# [OBJECTIVE]
Gather every row below that contains the word "stone" and copy each of those rows in full. Matching is case-sensitive.

# [RECORD EXTRACTS]
....................

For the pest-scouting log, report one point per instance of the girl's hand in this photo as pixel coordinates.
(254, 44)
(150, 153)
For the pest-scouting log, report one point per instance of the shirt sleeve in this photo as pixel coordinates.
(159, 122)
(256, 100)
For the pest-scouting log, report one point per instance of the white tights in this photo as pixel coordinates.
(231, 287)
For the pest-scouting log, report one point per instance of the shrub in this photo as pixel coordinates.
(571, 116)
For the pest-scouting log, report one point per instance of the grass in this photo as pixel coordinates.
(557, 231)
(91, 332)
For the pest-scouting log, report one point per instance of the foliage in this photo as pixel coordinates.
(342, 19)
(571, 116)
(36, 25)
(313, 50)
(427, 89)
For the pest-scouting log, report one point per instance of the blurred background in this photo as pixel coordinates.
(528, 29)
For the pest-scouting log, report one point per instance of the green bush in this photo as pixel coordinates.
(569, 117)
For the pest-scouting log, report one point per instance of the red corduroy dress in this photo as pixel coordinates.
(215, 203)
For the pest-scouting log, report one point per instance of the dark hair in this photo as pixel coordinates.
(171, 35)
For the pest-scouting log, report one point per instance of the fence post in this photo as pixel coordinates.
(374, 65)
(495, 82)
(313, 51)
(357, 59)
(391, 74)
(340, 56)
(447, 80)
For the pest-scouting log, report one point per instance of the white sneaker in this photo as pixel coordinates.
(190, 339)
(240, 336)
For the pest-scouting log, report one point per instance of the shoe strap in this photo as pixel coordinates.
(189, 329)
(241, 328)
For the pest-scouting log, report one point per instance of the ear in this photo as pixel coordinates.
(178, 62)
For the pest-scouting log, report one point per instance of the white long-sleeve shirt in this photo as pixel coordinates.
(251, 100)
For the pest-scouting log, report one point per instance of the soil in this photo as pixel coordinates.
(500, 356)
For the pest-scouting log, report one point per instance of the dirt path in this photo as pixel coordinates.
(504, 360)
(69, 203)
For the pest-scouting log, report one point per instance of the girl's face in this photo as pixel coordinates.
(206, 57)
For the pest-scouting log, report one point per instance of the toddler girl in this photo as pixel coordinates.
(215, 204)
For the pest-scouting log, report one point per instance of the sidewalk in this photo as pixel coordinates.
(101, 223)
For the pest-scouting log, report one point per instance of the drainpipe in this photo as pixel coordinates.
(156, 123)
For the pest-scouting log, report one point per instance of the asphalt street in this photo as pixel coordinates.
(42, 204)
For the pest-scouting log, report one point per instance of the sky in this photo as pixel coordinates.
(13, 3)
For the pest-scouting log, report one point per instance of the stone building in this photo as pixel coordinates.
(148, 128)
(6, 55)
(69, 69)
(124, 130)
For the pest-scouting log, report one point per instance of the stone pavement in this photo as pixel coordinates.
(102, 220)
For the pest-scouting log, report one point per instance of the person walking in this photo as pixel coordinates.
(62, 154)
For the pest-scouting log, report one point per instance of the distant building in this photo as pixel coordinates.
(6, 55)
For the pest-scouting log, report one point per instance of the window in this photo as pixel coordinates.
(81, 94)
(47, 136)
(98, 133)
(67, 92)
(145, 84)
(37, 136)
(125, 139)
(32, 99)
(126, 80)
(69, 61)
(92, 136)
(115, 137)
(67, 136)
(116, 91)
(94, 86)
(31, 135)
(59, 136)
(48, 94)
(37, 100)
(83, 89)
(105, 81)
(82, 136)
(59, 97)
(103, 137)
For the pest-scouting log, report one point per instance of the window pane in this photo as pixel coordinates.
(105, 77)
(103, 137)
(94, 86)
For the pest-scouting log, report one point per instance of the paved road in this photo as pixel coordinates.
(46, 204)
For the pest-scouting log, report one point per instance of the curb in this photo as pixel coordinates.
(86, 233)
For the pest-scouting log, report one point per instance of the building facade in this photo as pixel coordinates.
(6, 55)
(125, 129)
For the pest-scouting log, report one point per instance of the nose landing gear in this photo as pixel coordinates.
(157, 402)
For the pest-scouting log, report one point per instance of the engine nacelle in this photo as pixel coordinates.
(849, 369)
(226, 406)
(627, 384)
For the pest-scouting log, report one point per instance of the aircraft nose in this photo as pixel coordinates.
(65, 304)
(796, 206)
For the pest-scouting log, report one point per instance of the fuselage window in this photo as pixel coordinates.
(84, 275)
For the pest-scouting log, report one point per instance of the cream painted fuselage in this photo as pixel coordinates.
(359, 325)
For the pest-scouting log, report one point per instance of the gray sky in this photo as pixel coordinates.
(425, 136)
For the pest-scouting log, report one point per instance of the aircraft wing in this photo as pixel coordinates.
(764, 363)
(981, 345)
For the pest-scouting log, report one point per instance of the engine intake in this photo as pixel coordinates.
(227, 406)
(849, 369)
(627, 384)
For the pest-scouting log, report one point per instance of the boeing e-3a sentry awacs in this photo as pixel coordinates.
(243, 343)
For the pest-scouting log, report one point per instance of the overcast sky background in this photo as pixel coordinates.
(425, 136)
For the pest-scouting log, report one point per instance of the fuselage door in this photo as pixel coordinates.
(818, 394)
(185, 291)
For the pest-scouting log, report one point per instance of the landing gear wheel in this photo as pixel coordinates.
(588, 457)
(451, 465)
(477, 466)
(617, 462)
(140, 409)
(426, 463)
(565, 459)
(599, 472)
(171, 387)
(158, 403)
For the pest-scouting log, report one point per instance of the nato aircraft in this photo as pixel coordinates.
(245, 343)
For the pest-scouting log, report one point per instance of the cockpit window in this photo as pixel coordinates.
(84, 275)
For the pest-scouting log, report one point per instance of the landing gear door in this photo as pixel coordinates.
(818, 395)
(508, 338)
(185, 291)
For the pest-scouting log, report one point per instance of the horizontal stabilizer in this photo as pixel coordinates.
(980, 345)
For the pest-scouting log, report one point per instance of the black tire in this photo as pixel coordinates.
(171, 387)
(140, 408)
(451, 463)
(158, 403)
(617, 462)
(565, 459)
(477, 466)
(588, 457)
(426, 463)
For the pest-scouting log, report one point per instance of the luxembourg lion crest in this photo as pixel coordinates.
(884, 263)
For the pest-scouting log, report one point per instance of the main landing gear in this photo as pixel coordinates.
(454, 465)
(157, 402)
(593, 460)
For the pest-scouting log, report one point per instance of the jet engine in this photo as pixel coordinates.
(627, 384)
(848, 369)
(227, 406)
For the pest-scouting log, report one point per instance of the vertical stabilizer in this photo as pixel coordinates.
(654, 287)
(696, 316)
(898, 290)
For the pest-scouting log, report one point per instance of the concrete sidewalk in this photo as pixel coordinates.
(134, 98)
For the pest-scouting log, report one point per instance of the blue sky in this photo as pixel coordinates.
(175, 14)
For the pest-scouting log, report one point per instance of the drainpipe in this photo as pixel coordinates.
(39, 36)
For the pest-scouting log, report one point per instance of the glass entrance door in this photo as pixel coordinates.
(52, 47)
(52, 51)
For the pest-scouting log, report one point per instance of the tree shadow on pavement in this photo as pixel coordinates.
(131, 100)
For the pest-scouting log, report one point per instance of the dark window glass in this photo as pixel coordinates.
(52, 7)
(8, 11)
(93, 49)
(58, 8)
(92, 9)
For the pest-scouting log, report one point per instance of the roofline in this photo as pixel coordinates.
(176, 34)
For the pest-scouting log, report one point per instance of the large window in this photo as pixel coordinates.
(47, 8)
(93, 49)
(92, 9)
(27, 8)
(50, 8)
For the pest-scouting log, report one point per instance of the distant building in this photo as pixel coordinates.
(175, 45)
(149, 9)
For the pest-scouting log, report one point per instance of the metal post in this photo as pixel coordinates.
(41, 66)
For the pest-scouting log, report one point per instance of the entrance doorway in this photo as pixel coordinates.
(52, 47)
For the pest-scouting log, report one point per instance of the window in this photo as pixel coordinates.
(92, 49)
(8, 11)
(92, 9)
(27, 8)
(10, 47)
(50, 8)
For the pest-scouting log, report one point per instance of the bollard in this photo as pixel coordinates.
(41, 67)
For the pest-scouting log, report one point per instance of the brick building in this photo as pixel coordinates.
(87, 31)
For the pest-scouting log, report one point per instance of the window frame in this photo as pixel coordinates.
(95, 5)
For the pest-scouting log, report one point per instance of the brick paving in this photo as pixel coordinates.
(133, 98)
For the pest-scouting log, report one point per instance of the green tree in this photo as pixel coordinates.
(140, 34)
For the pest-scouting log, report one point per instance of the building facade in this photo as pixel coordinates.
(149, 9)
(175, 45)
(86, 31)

....................

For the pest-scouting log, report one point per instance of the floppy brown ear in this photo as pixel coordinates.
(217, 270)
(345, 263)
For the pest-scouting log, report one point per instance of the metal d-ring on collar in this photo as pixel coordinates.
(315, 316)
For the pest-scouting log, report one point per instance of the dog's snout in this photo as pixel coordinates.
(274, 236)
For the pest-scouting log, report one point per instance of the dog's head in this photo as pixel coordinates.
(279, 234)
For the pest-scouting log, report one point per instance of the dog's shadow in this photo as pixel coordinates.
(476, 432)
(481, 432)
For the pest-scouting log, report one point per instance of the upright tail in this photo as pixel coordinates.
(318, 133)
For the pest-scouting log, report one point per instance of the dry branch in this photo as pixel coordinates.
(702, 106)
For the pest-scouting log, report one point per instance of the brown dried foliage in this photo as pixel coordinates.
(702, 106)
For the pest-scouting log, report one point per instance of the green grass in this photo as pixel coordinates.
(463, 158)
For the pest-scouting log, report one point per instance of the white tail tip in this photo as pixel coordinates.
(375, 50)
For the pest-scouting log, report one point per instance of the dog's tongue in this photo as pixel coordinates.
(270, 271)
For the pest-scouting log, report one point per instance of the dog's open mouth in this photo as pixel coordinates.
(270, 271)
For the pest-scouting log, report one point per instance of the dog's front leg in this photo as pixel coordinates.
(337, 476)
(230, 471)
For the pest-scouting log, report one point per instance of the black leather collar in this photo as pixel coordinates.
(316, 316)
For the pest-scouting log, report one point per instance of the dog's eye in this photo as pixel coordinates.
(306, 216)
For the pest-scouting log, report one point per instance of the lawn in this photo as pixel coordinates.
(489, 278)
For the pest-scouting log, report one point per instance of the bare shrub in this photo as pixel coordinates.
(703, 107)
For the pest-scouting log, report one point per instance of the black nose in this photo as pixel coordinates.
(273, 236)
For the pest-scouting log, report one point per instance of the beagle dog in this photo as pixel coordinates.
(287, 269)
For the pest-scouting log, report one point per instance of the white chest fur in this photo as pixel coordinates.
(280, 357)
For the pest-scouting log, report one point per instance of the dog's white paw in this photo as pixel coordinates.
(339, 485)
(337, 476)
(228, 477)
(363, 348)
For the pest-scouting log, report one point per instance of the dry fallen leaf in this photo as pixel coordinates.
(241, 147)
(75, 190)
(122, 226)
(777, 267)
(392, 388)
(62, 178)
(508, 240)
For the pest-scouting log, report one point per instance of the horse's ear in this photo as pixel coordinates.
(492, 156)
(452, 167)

....................

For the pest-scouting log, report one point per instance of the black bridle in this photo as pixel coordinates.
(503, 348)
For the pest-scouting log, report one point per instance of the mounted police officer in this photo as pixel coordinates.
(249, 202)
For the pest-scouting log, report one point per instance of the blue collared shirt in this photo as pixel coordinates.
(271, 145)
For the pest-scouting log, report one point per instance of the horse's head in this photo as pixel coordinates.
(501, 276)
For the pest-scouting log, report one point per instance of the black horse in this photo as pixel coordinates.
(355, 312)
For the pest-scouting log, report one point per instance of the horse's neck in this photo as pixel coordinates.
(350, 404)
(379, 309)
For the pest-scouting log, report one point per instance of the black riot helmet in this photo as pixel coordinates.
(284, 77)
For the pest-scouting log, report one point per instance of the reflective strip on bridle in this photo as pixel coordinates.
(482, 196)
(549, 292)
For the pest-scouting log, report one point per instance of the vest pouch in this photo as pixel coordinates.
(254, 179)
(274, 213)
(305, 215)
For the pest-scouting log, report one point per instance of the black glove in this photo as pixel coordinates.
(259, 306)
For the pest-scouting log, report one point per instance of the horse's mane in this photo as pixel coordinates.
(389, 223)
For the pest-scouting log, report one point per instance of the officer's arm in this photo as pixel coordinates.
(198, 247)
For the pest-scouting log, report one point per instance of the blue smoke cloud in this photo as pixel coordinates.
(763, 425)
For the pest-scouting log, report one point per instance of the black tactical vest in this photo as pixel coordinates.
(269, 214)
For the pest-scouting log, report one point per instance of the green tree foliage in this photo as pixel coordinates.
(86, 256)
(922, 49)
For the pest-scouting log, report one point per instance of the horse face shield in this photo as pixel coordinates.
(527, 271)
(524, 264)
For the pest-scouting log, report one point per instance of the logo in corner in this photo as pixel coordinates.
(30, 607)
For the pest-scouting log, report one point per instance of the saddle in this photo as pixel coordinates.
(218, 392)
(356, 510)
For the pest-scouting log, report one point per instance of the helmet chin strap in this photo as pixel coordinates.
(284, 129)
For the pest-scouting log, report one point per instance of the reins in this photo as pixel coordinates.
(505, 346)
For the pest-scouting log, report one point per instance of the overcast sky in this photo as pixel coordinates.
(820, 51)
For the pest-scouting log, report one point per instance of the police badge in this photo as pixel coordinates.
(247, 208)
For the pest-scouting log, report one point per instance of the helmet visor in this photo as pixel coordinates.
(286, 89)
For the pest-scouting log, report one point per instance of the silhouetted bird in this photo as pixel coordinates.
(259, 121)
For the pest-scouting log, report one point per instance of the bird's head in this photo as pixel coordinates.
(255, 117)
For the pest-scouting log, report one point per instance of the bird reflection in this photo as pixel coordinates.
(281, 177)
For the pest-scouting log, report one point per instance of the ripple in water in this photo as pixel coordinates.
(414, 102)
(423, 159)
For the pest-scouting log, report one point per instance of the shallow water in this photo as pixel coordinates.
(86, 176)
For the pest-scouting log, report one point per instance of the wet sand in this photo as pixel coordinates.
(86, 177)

....................

# [EXERCISE SOLUTION]
For the pest-scouting log, report one point per instance of the stone building in this photo as pixel coordinates.
For the pest-scouting log, report one point per instance of the stone pavement in this photo as pixel coordinates.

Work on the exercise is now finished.